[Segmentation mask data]
◇ ◇ ◇

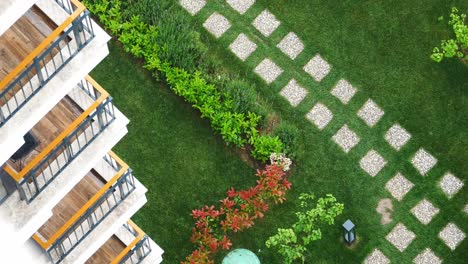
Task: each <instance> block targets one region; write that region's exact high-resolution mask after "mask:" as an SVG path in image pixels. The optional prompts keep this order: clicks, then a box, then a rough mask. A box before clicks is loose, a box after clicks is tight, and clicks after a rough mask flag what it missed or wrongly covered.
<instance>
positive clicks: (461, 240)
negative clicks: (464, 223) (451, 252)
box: [439, 223, 465, 251]
mask: <svg viewBox="0 0 468 264" xmlns="http://www.w3.org/2000/svg"><path fill="white" fill-rule="evenodd" d="M439 238H440V239H441V240H442V241H444V243H445V244H446V245H447V246H448V247H449V248H450V249H451V250H452V251H453V250H455V249H456V248H457V246H458V245H459V244H460V243H461V242H462V241H463V240H464V239H465V233H463V231H462V230H460V228H458V226H456V225H455V224H454V223H449V224H448V225H447V226H445V227H444V229H442V231H440V233H439Z"/></svg>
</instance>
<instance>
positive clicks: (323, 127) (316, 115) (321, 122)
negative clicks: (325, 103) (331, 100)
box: [306, 102, 333, 130]
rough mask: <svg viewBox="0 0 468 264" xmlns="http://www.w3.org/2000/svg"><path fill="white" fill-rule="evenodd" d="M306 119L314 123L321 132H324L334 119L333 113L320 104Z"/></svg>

◇ ◇ ◇

● EXERCISE DESCRIPTION:
Transcribe the records above exactly, but only from the line that contains "</instance>" through their final line, inclusive.

● SOLUTION FOR THIS PROBLEM:
</instance>
<instance>
positive clicks: (323, 127) (316, 115) (321, 122)
negative clicks: (325, 103) (331, 100)
box: [306, 102, 333, 130]
rough mask: <svg viewBox="0 0 468 264" xmlns="http://www.w3.org/2000/svg"><path fill="white" fill-rule="evenodd" d="M306 119L314 123L321 132H324L334 119L333 113L320 104Z"/></svg>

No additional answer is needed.